Task brief.
Please pick out each line of the items below that contains the word "fence", and copy those lines.

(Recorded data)
━━━
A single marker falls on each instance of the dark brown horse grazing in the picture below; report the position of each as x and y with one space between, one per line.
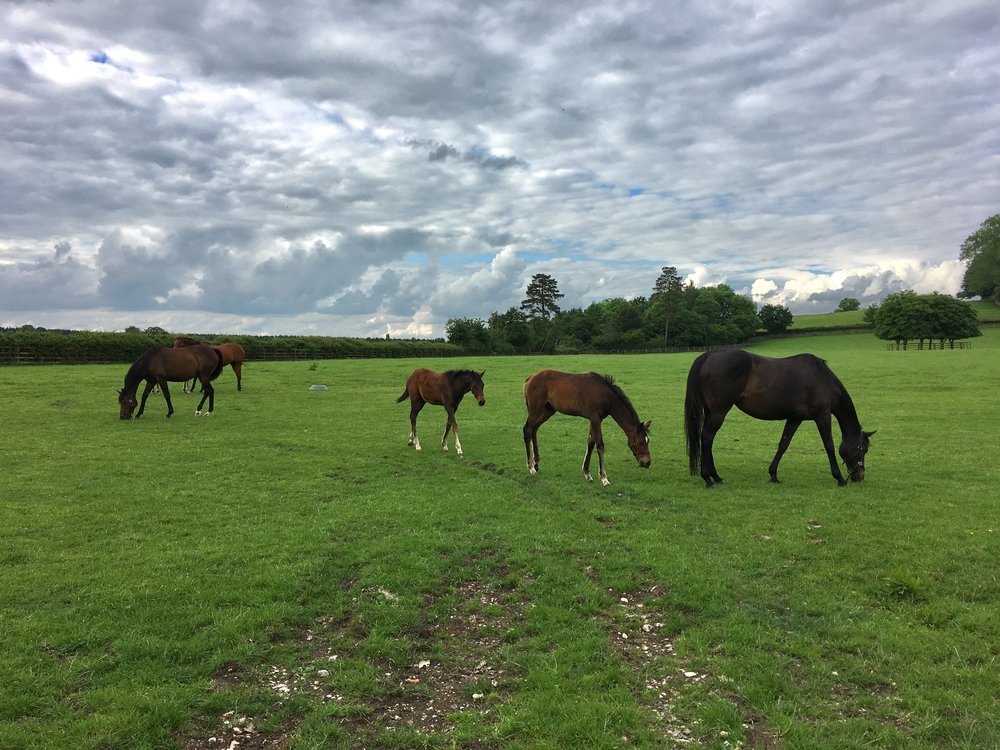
586 395
232 354
161 364
794 389
441 389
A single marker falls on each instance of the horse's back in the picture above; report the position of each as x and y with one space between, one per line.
425 384
576 394
796 387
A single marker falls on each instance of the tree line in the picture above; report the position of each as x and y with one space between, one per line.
674 315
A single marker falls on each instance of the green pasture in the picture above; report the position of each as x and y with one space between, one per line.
985 310
288 573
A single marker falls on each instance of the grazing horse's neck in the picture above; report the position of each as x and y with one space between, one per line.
623 414
846 414
132 379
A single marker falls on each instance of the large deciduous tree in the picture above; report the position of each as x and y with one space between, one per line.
667 298
541 297
907 316
981 253
775 318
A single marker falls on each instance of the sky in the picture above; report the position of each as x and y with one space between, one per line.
378 167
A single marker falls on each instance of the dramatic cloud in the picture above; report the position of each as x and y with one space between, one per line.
363 168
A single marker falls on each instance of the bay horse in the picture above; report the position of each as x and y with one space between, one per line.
795 389
441 389
232 354
161 364
586 395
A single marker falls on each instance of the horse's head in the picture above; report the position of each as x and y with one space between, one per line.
639 443
127 402
852 453
476 386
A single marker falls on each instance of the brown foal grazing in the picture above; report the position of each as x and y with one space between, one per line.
586 395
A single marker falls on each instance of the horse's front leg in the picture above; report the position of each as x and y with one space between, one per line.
207 392
145 394
713 421
452 425
166 395
823 425
531 437
598 440
786 438
415 407
586 458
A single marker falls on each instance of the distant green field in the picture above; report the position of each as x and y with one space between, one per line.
288 573
986 311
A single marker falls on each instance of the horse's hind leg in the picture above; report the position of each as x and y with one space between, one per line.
786 438
166 395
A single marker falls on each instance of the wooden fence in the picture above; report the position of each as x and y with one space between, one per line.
928 345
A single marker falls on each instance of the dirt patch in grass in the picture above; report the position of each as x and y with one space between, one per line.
641 638
467 673
457 671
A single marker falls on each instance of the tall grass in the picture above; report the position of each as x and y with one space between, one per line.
157 574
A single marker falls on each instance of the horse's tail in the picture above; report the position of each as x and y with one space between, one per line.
219 365
694 414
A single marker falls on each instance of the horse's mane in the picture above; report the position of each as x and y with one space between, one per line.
461 373
616 389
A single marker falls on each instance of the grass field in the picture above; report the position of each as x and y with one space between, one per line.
288 573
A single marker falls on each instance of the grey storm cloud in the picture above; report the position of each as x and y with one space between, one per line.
361 167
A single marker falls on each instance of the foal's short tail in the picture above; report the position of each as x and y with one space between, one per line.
694 414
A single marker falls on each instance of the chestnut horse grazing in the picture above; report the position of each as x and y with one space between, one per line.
161 364
586 395
794 389
441 389
232 354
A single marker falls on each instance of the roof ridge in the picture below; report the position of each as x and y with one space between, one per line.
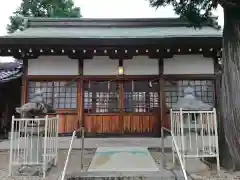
107 22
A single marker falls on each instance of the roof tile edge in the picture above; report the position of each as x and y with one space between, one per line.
107 22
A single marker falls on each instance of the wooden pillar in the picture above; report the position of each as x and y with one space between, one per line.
217 86
24 93
121 100
80 95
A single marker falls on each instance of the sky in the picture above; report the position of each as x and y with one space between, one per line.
103 9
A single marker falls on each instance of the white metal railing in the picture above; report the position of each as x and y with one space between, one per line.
196 134
82 131
174 144
34 142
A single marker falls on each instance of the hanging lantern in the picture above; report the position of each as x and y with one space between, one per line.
89 85
150 84
109 85
120 70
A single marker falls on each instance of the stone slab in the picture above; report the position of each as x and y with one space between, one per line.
122 159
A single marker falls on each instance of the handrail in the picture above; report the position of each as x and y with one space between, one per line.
82 130
177 150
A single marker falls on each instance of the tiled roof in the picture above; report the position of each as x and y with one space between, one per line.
10 70
112 28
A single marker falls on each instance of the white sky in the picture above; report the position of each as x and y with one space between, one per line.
102 9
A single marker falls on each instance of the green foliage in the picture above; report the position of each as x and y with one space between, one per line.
196 12
42 8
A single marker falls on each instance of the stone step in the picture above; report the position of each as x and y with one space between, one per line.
161 175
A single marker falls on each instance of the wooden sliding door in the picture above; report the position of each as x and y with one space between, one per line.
102 107
121 107
141 108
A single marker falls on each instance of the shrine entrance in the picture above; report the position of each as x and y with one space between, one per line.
121 107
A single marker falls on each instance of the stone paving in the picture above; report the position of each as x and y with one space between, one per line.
203 174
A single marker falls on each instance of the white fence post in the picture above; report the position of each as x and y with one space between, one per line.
200 127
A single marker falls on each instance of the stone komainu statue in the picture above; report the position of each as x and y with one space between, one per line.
35 108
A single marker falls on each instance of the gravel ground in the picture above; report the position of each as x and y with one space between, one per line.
74 166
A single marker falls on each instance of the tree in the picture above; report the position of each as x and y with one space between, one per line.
196 12
42 8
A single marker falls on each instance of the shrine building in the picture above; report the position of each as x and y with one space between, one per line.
115 77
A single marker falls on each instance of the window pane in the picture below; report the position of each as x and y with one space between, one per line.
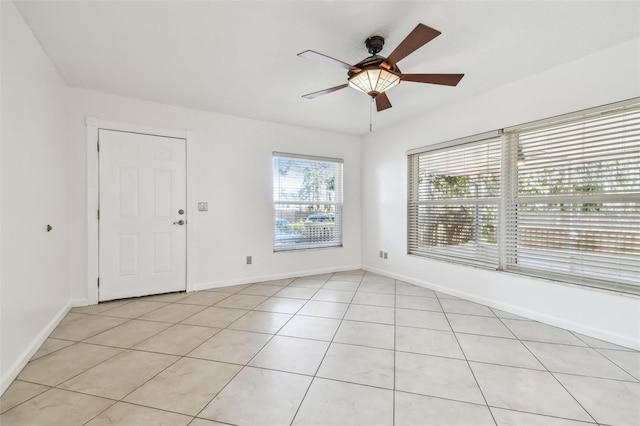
307 203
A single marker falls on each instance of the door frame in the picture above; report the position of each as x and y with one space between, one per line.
93 195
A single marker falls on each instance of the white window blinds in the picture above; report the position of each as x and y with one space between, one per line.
574 205
307 195
453 202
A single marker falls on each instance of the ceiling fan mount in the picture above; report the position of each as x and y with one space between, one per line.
374 44
376 74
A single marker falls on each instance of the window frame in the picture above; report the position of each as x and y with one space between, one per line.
511 227
316 234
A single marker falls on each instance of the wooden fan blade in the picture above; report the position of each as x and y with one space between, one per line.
444 79
324 92
417 38
382 102
310 54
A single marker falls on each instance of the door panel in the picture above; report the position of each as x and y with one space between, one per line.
142 189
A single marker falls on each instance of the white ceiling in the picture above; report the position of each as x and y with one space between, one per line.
239 57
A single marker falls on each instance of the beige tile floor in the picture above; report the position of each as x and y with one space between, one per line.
350 348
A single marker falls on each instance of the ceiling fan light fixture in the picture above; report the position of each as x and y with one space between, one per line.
374 81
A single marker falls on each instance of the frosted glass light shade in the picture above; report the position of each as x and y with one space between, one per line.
374 81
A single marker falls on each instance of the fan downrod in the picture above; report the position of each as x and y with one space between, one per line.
374 44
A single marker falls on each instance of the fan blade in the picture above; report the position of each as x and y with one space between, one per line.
310 54
382 102
417 38
444 79
324 92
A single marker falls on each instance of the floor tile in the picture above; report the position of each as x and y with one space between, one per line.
134 369
174 312
178 339
281 305
422 319
358 364
611 402
366 313
507 315
599 344
324 309
215 317
100 307
350 404
378 287
261 290
497 350
420 303
341 285
576 360
79 326
375 299
233 346
355 276
427 342
310 327
484 326
261 322
406 289
58 367
185 387
436 376
307 283
259 397
49 346
167 297
204 298
365 334
230 289
241 301
420 410
515 418
297 292
19 392
56 407
526 390
627 360
135 309
339 296
538 332
123 414
465 307
291 354
129 334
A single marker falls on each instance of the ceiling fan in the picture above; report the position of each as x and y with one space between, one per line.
377 74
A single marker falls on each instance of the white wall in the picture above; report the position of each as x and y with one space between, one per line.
605 77
229 165
35 192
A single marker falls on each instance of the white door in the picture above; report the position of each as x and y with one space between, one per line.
142 214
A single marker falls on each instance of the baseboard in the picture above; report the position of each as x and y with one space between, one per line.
606 335
260 278
20 363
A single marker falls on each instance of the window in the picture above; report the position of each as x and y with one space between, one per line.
574 211
454 197
557 199
307 201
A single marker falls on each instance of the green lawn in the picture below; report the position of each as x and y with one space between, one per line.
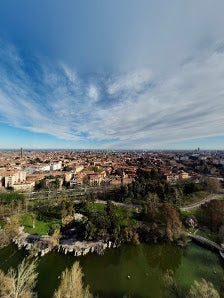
━━━
Result of the exercise.
A single marker falls on each instance of the wooden fence in the picture above; report the position of each as x and y with one space between, one per line.
A single marker falls on each instance of the white fence post in the picture above; report the position of each as x and y with one space between, one per line.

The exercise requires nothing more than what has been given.